Assignment: Starting at the line with "Query: stainless steel grill", retype every line through the end of the listing exactly as written, and nothing before it.

------------

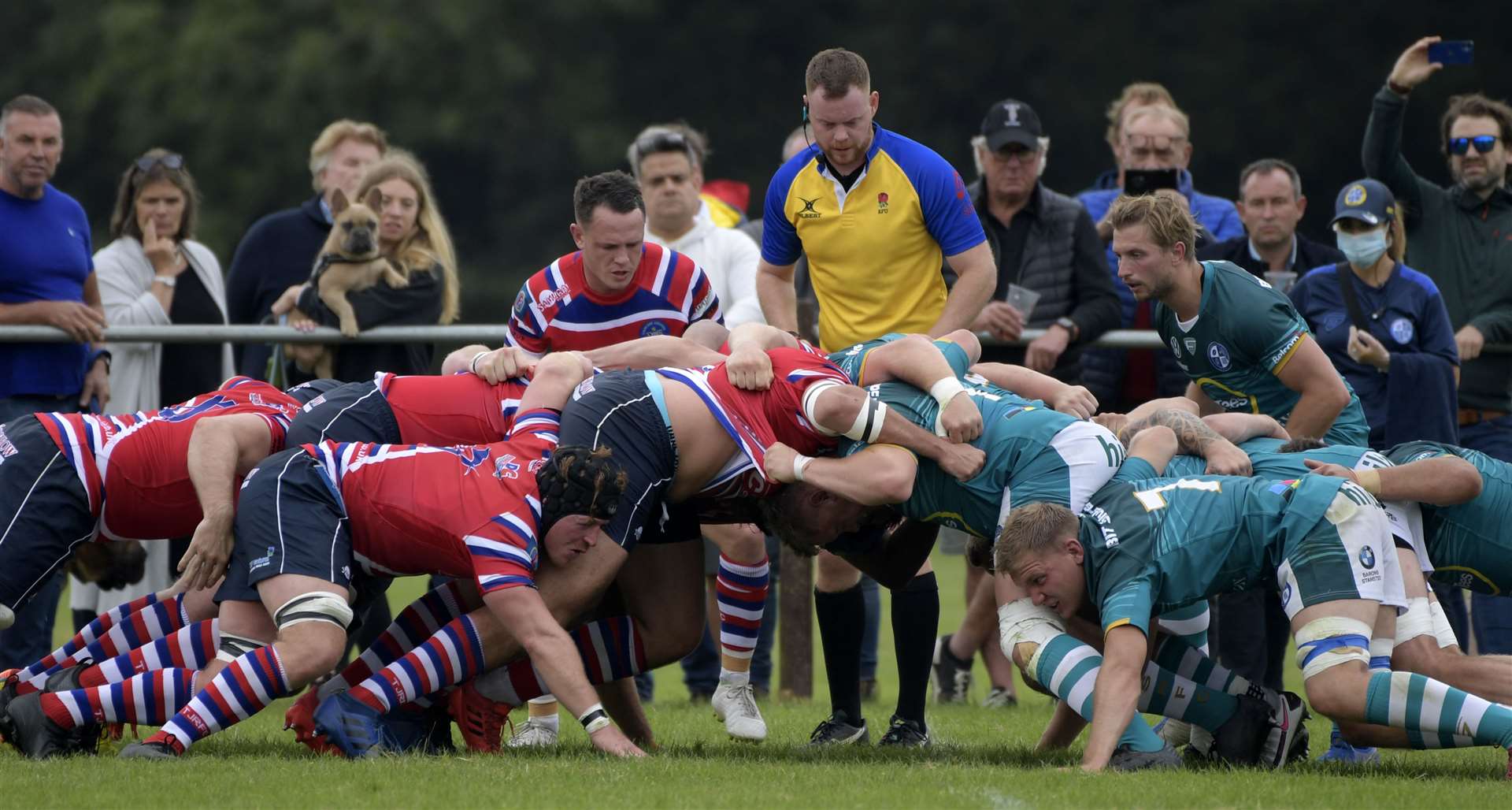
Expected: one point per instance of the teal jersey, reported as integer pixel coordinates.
(1272, 465)
(853, 359)
(1469, 544)
(1243, 336)
(1158, 544)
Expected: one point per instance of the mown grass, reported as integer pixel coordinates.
(980, 759)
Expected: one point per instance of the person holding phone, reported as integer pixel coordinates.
(1456, 235)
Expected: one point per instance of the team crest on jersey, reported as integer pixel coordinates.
(472, 456)
(1402, 330)
(1217, 355)
(506, 466)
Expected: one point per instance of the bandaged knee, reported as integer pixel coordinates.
(1416, 621)
(1332, 641)
(318, 606)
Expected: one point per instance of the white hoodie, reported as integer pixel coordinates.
(728, 258)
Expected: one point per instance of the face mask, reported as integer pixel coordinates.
(1362, 251)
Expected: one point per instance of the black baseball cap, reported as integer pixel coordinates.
(1012, 121)
(1366, 200)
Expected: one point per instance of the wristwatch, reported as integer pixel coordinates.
(1069, 326)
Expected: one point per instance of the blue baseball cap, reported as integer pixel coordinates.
(1366, 200)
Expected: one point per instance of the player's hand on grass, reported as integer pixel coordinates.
(961, 420)
(209, 552)
(1334, 471)
(749, 370)
(1077, 402)
(1227, 459)
(611, 741)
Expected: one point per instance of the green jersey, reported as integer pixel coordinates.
(1469, 544)
(1153, 544)
(1242, 338)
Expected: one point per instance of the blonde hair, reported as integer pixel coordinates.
(333, 135)
(1168, 220)
(1030, 532)
(432, 244)
(1139, 95)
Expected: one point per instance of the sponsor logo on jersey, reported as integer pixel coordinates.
(1402, 330)
(1217, 355)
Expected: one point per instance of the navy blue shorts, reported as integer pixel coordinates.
(44, 507)
(354, 412)
(289, 520)
(617, 411)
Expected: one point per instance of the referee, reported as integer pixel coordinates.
(877, 217)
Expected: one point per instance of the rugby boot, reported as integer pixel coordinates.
(1342, 752)
(838, 730)
(1128, 759)
(948, 674)
(481, 719)
(736, 704)
(903, 733)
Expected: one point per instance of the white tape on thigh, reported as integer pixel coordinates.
(1441, 629)
(1418, 621)
(1334, 655)
(1024, 621)
(317, 606)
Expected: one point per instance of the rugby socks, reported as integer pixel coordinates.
(1069, 670)
(841, 617)
(189, 648)
(610, 648)
(416, 622)
(243, 689)
(113, 632)
(149, 698)
(741, 594)
(915, 621)
(1434, 713)
(450, 656)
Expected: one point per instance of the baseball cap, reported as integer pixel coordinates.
(1012, 121)
(1366, 200)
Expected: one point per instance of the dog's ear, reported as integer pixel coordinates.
(374, 200)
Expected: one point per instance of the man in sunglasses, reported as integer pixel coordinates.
(1458, 235)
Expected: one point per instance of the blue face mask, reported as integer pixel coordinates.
(1362, 251)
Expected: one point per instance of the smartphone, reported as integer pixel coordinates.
(1452, 52)
(1148, 180)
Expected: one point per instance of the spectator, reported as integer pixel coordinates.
(667, 161)
(1456, 235)
(1042, 241)
(1270, 205)
(412, 236)
(1154, 138)
(1134, 96)
(46, 277)
(280, 249)
(1393, 343)
(153, 273)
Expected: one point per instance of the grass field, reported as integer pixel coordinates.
(982, 759)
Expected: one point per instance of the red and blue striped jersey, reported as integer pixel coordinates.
(135, 466)
(555, 309)
(455, 409)
(466, 511)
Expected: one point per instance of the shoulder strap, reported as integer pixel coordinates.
(1346, 289)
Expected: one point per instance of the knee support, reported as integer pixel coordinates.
(318, 606)
(1416, 621)
(1331, 641)
(235, 647)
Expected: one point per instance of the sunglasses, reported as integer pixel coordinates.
(1484, 144)
(169, 161)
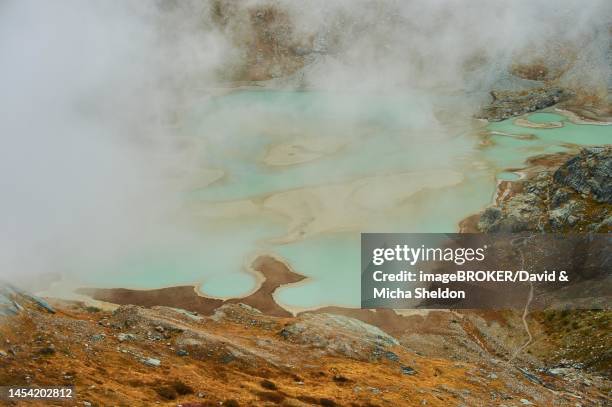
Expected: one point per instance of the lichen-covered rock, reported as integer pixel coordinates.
(13, 300)
(576, 196)
(339, 335)
(590, 172)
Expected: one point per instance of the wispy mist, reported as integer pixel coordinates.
(91, 163)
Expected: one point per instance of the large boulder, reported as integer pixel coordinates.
(575, 197)
(589, 172)
(339, 335)
(507, 104)
(13, 300)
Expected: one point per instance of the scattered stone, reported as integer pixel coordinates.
(391, 356)
(530, 376)
(152, 362)
(122, 337)
(589, 172)
(47, 350)
(508, 104)
(408, 370)
(339, 335)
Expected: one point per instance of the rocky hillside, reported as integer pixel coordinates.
(238, 356)
(575, 196)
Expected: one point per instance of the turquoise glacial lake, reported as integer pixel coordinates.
(299, 175)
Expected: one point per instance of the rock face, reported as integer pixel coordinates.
(589, 173)
(508, 104)
(13, 300)
(576, 197)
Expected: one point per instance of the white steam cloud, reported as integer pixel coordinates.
(90, 163)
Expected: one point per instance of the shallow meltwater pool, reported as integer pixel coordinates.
(299, 175)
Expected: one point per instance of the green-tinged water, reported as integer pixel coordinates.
(304, 173)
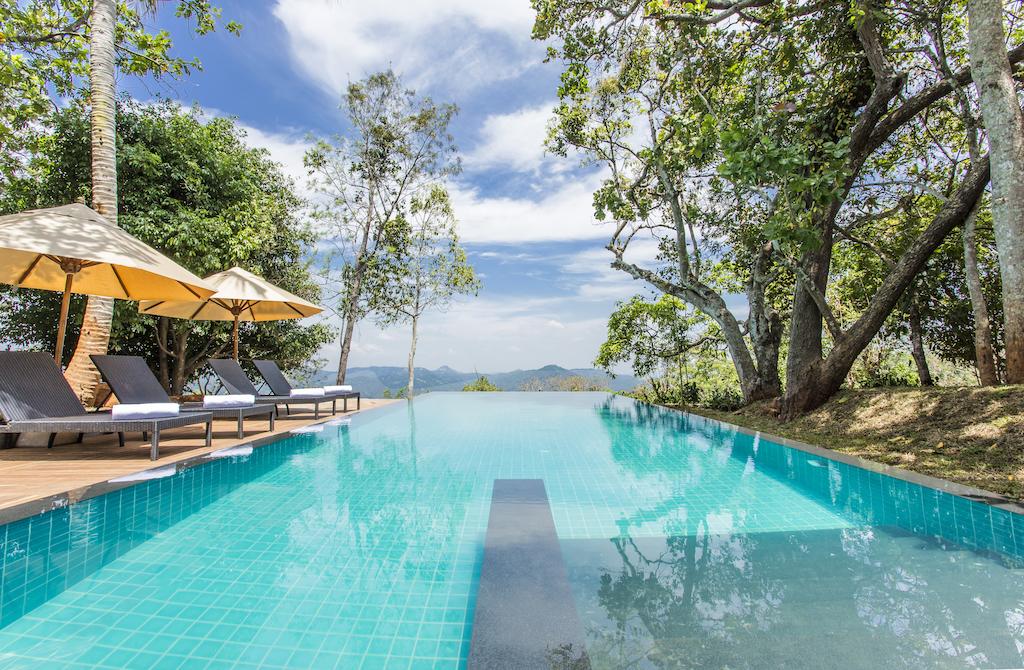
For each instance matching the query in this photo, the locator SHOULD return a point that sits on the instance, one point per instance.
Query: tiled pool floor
(359, 546)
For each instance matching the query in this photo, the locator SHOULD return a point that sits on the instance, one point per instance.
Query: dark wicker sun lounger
(233, 378)
(132, 381)
(36, 398)
(280, 385)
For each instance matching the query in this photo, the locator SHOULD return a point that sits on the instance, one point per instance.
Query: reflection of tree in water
(698, 583)
(389, 516)
(877, 597)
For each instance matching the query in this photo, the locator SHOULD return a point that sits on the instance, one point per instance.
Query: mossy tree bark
(1001, 113)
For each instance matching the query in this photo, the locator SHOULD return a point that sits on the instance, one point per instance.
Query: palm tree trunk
(99, 311)
(410, 388)
(1005, 122)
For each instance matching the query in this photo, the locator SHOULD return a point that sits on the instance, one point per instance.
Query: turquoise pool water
(688, 544)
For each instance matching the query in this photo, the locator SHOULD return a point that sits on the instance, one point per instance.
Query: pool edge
(64, 499)
(963, 491)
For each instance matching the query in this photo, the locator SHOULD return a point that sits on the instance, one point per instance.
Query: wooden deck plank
(29, 473)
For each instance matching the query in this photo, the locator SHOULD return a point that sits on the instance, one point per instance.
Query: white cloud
(565, 214)
(285, 148)
(513, 140)
(455, 43)
(489, 335)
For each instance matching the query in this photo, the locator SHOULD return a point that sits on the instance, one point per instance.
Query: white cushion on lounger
(307, 392)
(128, 412)
(227, 402)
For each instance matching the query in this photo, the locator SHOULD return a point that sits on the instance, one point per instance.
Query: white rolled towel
(128, 412)
(227, 402)
(307, 392)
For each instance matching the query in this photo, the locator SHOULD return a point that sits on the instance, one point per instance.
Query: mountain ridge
(373, 381)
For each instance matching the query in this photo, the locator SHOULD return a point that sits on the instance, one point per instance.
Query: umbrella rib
(196, 313)
(189, 289)
(32, 267)
(295, 309)
(121, 282)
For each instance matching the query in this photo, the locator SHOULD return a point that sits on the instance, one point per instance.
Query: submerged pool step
(525, 616)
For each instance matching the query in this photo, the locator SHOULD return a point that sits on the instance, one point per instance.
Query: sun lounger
(280, 385)
(36, 398)
(235, 380)
(132, 381)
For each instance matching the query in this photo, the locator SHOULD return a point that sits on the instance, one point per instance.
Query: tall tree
(399, 147)
(432, 268)
(44, 43)
(807, 113)
(192, 187)
(993, 78)
(95, 335)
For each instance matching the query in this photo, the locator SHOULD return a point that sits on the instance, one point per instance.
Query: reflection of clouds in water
(877, 599)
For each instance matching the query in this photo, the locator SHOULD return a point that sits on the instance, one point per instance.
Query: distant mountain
(373, 381)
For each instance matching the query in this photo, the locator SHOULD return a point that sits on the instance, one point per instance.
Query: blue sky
(525, 217)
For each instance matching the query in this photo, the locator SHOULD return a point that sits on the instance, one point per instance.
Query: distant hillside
(374, 380)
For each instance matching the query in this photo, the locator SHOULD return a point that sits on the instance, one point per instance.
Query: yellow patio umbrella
(75, 250)
(241, 296)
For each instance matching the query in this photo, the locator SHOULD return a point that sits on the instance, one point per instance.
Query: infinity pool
(687, 544)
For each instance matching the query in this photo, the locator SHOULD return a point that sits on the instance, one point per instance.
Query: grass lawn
(971, 435)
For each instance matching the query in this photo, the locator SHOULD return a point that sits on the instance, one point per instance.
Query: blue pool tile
(363, 545)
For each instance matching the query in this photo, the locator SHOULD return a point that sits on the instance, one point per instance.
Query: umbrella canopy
(240, 296)
(75, 250)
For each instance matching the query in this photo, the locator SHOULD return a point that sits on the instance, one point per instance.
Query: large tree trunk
(984, 351)
(823, 377)
(1000, 110)
(353, 290)
(918, 343)
(180, 362)
(351, 316)
(163, 326)
(99, 311)
(410, 388)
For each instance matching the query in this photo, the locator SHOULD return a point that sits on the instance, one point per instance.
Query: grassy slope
(971, 435)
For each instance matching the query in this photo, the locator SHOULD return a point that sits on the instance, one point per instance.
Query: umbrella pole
(62, 324)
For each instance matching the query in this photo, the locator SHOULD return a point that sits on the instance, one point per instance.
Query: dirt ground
(966, 434)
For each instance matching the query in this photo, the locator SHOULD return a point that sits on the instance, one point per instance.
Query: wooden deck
(29, 473)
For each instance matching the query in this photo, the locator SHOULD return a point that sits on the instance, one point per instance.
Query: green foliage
(480, 384)
(430, 266)
(194, 190)
(646, 334)
(397, 151)
(573, 383)
(44, 58)
(822, 133)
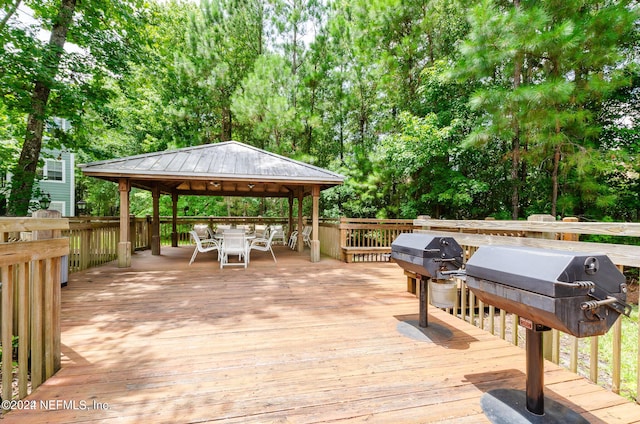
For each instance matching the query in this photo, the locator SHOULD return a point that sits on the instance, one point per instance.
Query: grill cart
(580, 294)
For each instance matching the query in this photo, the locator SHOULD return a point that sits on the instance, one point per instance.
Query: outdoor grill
(577, 293)
(430, 258)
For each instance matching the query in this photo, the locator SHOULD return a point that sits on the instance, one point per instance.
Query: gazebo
(228, 168)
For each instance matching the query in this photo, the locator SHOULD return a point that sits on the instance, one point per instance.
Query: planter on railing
(30, 277)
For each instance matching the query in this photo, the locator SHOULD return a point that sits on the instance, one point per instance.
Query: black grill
(428, 257)
(580, 294)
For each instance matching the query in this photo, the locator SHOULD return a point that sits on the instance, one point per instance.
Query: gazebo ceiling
(228, 168)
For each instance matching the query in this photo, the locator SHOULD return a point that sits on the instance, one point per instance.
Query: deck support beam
(155, 225)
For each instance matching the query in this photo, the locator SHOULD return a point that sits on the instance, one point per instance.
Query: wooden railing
(30, 274)
(186, 223)
(361, 239)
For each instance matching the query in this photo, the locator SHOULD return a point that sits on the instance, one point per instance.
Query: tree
(57, 84)
(545, 66)
(223, 40)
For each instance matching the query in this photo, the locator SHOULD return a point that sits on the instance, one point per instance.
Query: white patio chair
(293, 239)
(234, 243)
(279, 233)
(203, 246)
(263, 244)
(306, 235)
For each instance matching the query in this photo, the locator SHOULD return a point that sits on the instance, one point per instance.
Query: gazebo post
(300, 242)
(124, 246)
(315, 242)
(174, 220)
(155, 230)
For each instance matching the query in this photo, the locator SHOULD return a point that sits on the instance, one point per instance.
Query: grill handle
(610, 302)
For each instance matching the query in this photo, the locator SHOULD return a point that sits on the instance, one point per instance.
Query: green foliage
(14, 347)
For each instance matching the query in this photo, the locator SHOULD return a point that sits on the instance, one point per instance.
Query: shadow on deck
(293, 342)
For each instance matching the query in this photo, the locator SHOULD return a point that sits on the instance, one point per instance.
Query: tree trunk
(554, 176)
(25, 170)
(227, 124)
(10, 13)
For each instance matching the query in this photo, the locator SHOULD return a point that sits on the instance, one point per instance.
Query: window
(54, 170)
(58, 206)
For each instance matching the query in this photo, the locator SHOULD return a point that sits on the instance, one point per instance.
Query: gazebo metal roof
(228, 168)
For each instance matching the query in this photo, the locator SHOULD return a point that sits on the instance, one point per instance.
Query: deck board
(292, 342)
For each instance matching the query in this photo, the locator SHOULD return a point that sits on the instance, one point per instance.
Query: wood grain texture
(285, 342)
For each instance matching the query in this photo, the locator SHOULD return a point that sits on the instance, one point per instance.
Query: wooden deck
(292, 342)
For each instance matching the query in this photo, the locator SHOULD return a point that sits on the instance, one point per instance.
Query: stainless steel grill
(580, 294)
(430, 258)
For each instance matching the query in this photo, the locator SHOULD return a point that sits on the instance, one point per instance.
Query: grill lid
(425, 254)
(545, 272)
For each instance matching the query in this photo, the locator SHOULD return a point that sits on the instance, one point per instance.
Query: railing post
(343, 239)
(52, 298)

------------

Completed task:
Query: stainless steel grill
(580, 294)
(430, 258)
For each instance matching the query in this photo, the locator SHOULD return a point that sits on the instance, one point per instance.
Query: grill lid
(425, 254)
(545, 272)
For each instance matching the query in this photo, the locator SHOULD return a point that sits on the instance, one point per instance.
Query: railing post
(343, 239)
(52, 298)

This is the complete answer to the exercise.